>>>
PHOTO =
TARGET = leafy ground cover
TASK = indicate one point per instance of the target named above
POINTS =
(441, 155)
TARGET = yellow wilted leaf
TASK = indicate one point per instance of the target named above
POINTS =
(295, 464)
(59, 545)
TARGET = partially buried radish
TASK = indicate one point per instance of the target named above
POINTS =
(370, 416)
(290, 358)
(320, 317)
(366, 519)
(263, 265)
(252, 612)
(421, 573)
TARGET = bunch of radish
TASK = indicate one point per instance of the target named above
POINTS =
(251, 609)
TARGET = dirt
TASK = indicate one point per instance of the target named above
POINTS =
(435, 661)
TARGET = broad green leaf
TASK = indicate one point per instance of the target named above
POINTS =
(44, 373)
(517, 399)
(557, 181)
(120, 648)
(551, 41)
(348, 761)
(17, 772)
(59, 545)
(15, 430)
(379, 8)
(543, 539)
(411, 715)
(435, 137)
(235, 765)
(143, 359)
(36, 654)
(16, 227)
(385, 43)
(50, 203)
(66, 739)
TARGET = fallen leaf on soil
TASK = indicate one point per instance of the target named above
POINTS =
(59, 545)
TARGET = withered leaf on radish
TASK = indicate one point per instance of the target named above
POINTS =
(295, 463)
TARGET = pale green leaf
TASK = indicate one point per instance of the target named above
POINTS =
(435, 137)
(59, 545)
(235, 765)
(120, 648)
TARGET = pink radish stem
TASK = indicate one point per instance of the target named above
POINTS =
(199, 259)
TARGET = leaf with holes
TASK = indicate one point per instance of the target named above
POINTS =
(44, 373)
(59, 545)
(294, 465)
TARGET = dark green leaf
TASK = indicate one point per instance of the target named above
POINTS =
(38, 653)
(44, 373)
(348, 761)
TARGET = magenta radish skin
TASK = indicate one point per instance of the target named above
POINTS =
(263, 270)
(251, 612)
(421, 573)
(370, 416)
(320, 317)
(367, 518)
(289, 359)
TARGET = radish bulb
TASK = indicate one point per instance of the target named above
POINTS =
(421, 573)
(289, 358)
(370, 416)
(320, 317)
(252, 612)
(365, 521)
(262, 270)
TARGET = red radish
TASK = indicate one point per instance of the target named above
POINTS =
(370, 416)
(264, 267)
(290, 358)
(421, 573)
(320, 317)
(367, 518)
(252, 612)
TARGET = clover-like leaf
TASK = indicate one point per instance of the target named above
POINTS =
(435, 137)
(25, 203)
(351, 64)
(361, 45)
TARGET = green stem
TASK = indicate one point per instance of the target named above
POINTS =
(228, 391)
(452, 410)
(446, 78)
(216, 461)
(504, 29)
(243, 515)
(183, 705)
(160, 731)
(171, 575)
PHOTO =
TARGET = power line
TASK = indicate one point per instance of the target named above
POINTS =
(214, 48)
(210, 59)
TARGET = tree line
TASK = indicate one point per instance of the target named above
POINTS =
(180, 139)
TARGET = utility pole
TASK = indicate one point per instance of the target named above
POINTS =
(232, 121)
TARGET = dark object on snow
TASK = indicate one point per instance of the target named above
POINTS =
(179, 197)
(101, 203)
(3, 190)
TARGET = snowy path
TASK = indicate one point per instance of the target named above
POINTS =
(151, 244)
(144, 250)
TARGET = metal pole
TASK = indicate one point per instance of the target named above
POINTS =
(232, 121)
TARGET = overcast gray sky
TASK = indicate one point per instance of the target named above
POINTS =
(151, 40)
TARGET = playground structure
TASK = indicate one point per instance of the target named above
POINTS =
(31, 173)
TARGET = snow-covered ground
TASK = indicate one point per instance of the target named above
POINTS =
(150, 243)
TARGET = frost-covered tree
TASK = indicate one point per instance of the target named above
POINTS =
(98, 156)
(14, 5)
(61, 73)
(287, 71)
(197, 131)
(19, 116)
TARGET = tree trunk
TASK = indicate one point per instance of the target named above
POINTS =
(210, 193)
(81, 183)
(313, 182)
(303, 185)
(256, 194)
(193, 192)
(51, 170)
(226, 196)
<<<
Rewrite the material from the line containing "TARGET = dark object on snow" through the end, both ends included, keeping the request lines unchanged. Multiply every point coordinate by 1.1 and round each to a whole number, with halves rounded up.

### Result of this exercise
TARGET = dark object on snow
TASK = indicate one point per instance of the target named above
POINTS =
(197, 217)
(111, 223)
(3, 209)
TARGET = snowy path
TASK = indicate one point per instance of the target named above
POINTS =
(166, 268)
(158, 275)
TARGET = metal pole
TASK = indicate one point per instance of the target named above
POINTS =
(255, 133)
TARGET = overcast gray sky
TASK = indicate one point per instance of the target named above
POINTS =
(166, 44)
TARGET = playground structure
TASK = indicate one point per instance of the target named above
POINTS =
(34, 190)
TARGET = snow-covered ground
TASK = indicate one point per instance of the target named above
POINTS =
(165, 267)
TARGET = frost-covered tree
TASK = indicate one point per instance of the target named above
POINTS =
(108, 172)
(15, 6)
(67, 80)
(316, 78)
(217, 144)
(21, 128)
TARGET = tree trunk
TASK = indicate one point per instance of the target named above
POINTS =
(231, 212)
(89, 201)
(344, 200)
(333, 204)
(282, 213)
(212, 211)
(56, 187)
(249, 216)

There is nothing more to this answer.